■ Written tasks
1 - Please list each quantity that the circuit problem asks the reader to find.
2 - Extend the circuit problem past its last line.

■ Passage provided
◇ ◇ ◇ ◇ ◇ ◇ ◇

In the circuit shown below,
the 1.5 V battery is opposing
the 6.0 V battery as
they are positioned.
The total voltage of the two batteries
will therefore be found by subtracting.
- What is the current flowing in the circuit?
- First find the effective battery:
6.0V - 1.5V = 4.5V, since the batteries are in series and oppositely directed.
- Next find the effective resistance:
50ohm + 25ohm = 75ohm, since the resistors are in series.
- Finally, the current flowing can be found from Ohm's law:
I = V/R = (4.5V)/(75ohm) = 0.060A
- What is the voltage across the 50 ohm resistor?
- From Ohm's law:
V = IR = (0.060A)(50ohm) = 3.0V
- Additionally, the voltage across the 25 ohm resistor is:
V = IR = (0.060A)(25ohm) = 1.5V
- The sum of voltages is 4.5V as it must be
-- answer checks.
- What is the power dissipated by the 25 ohm resistor?
- Using P=I^2 R:
P = (0.060A)^2 x 25ohm = 0.090W
- Or using P=IV and the result from part 2:
P = (0.060A)(1.5V) = 0.090W
- Additionally the power dissipated by the 50 ohm resistor is
P = (0.060A)(3.0V) = 0.18W, twice that of the 25 ohm resistor.

◇ ◇ ◇ ◇ ◇ ◇ ◇

■ Information supplied

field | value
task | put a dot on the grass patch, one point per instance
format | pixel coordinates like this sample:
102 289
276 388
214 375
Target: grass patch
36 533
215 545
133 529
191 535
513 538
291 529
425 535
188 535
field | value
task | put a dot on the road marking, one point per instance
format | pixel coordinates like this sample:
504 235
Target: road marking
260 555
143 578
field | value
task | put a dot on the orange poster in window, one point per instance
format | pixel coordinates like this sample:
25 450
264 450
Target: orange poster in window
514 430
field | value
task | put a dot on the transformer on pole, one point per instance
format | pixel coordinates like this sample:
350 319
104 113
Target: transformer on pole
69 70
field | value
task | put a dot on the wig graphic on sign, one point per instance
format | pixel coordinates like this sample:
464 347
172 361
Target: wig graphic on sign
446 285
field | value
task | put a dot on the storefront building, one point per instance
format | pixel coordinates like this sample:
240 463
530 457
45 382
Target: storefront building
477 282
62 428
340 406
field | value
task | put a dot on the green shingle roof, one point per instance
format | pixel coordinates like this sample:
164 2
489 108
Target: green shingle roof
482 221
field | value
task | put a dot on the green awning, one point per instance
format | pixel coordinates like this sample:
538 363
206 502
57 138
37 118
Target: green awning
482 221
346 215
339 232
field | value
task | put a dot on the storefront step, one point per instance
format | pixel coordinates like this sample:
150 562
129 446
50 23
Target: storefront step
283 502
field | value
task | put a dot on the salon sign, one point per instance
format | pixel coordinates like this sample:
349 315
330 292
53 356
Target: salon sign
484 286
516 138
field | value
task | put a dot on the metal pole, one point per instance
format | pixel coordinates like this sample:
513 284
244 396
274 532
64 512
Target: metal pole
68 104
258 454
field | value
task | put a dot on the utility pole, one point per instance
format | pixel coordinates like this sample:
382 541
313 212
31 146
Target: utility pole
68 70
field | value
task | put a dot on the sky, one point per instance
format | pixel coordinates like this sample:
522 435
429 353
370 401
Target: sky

◇ ◇ ◇ ◇ ◇ ◇ ◇

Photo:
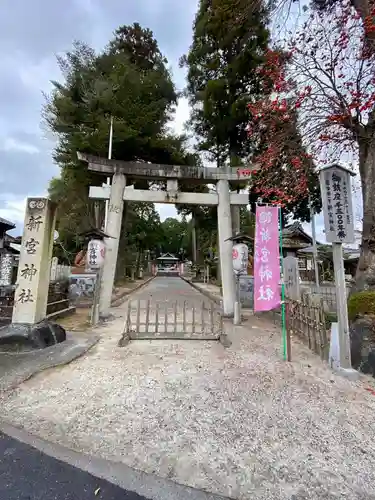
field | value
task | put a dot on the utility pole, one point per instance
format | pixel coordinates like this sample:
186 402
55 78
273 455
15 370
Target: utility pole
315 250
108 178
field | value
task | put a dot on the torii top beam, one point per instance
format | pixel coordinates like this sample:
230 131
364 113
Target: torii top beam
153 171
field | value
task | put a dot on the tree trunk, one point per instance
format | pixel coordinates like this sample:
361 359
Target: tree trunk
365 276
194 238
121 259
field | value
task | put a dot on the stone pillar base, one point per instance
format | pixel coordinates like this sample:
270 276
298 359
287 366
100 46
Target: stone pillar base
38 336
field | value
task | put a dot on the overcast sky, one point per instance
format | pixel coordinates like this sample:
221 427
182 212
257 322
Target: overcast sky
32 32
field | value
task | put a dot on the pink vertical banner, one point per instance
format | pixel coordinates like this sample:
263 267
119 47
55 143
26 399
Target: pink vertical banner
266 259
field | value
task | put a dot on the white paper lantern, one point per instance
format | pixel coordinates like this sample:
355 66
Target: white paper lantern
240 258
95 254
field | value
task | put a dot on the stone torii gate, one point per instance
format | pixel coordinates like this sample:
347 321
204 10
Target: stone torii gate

◇ ◇ ◇ ◇ ◇ ◇ ◇

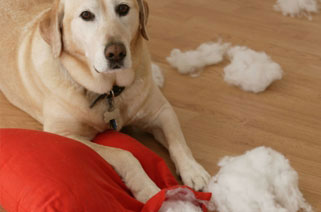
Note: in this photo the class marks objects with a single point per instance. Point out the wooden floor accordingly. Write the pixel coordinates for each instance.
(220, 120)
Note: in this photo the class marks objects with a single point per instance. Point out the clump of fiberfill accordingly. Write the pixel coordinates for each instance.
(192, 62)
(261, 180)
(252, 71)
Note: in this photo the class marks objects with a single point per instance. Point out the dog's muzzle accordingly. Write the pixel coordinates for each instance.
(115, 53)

◇ ◇ ◇ ◇ ◇ ◇ ◇

■ The replies
1 -
- The current flowing in the circuit
- The voltage across the 50 ohm resistor
- The power dissipated by the 25 ohm resistor

2 -
- For a total power dissipation by the resistors of
0.090W + 0.18W = 0.27W
- What is the power delivered by the 6.0 V battery?
- Using P=IV for the battery:
P = (0.060A)(6.0V)=0.36W
- Where is the missing 0.09W?
(Power provided by 6.0V battery) - (total power dissipated by resistors)
- Current is being pushed the "opposite" way through the 1.5V battery
-- it is being "charged" (absorbing power from the circuit)
-- rather than discharging (providing power to the circuit).
P = IV = (0.060A)(1.5V) = 0.090W, the difference!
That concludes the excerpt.